[Location labeling data]
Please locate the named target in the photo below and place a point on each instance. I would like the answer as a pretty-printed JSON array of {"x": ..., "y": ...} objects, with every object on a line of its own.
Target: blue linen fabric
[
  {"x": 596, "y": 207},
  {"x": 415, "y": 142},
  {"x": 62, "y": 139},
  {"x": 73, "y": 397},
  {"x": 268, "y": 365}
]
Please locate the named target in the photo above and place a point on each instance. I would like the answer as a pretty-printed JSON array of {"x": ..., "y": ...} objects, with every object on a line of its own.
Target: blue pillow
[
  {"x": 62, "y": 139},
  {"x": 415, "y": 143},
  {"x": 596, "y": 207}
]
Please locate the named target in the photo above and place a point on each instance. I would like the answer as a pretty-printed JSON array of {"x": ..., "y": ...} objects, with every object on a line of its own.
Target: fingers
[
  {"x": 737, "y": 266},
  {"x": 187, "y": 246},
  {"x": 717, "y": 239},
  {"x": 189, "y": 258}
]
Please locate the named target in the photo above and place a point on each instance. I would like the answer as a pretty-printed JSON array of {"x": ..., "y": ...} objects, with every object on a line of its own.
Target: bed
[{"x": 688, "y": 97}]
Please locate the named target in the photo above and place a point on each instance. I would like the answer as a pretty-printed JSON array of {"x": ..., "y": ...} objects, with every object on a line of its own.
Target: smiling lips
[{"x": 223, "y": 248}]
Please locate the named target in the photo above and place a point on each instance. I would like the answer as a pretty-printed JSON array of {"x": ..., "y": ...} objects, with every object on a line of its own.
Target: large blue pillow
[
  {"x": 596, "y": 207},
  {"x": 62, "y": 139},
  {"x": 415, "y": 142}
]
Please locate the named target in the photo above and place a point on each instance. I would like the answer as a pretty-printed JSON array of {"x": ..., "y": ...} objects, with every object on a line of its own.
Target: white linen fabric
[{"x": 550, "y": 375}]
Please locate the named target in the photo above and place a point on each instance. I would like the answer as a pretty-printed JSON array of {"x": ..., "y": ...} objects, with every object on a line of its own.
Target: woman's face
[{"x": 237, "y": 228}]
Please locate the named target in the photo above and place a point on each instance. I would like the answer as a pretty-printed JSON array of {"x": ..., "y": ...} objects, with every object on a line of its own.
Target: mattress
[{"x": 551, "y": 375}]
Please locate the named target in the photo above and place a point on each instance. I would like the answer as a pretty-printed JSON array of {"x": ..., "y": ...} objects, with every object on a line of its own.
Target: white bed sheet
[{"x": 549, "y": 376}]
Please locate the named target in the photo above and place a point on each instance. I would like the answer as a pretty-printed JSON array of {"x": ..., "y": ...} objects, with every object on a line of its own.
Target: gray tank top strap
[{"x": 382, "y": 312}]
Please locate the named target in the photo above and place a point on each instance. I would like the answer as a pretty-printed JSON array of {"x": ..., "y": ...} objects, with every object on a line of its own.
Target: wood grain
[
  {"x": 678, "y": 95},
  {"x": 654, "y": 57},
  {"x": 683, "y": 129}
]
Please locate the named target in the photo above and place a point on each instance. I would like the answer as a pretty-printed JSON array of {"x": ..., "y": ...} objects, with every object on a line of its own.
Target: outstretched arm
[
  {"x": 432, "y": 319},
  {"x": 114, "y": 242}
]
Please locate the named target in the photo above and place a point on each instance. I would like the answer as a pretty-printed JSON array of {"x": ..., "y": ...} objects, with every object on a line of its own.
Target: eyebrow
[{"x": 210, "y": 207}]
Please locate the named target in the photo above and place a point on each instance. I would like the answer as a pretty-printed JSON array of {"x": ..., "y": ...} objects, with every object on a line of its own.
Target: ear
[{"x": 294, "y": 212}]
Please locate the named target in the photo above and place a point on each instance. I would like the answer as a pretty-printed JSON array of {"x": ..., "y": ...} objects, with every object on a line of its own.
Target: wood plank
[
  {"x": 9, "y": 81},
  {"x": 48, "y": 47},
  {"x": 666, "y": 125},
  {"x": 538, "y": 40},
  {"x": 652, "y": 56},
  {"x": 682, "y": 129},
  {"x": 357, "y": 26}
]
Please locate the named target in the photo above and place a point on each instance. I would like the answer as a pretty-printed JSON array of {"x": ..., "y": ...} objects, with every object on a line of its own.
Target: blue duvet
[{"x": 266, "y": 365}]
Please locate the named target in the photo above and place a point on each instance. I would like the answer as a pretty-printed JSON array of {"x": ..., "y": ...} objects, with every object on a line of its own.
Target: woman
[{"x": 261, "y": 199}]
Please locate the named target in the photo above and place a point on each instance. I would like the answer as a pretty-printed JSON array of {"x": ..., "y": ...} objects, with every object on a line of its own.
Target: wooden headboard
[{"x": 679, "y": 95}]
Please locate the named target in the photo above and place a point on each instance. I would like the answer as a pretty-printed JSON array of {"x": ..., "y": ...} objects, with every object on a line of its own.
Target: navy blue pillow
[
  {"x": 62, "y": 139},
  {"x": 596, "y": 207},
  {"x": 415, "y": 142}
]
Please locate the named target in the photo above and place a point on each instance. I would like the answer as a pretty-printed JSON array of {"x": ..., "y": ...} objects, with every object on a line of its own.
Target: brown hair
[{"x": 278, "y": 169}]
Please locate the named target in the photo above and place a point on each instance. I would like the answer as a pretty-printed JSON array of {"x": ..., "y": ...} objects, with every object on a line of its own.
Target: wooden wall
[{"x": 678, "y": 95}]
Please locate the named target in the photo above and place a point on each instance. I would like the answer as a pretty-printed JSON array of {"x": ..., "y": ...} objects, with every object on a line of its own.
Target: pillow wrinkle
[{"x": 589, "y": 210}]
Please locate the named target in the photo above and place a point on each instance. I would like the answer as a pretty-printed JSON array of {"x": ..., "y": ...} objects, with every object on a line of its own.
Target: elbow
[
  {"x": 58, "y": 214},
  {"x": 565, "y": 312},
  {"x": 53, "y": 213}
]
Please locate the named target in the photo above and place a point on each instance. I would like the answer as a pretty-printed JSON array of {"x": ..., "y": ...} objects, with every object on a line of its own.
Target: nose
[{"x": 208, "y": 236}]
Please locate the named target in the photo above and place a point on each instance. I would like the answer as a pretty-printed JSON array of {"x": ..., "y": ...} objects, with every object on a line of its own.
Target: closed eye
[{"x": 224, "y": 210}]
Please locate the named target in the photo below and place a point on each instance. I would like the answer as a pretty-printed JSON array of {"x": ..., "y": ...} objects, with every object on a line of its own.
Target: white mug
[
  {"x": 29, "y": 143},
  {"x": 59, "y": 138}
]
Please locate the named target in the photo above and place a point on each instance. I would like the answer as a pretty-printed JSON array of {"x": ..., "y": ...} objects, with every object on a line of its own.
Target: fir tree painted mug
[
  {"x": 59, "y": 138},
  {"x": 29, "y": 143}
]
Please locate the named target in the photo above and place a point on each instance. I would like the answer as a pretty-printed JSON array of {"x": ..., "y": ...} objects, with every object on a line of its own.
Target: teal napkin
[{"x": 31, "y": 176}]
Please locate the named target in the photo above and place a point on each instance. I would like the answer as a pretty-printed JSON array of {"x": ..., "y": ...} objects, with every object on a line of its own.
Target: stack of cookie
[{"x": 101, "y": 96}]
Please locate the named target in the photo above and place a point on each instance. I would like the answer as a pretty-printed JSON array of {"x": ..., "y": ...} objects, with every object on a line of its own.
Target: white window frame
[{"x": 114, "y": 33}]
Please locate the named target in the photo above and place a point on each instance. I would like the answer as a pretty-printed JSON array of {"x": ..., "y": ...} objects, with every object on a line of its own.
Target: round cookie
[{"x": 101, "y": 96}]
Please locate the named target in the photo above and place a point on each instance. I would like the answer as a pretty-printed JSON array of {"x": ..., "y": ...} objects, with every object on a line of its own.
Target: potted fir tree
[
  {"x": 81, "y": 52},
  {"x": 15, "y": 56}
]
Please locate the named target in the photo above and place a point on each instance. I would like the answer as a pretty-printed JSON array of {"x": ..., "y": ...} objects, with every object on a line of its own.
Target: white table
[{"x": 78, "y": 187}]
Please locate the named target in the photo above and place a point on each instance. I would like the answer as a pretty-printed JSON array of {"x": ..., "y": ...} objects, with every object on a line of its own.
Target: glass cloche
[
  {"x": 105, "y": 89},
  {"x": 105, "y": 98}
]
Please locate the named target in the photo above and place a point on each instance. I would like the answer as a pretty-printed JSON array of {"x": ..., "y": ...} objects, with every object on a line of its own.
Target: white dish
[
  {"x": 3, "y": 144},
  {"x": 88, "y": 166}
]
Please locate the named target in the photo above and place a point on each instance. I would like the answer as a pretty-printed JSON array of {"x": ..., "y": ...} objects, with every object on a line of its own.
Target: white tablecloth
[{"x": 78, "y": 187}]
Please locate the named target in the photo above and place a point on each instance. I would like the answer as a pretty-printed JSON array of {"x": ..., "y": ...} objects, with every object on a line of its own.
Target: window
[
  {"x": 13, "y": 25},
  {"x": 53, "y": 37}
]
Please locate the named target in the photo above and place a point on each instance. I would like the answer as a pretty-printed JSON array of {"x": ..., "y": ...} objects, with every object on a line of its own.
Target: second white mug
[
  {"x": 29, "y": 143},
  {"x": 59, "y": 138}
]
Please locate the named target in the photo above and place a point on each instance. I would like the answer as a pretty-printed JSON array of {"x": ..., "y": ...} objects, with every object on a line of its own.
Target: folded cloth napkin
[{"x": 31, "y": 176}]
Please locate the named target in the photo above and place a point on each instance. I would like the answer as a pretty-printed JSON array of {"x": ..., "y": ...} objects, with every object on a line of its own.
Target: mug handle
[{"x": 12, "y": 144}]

» Stated goal
How many lines of the data above contain the word "napkin"? Reply with the number alone.

» Solution to the exercise
2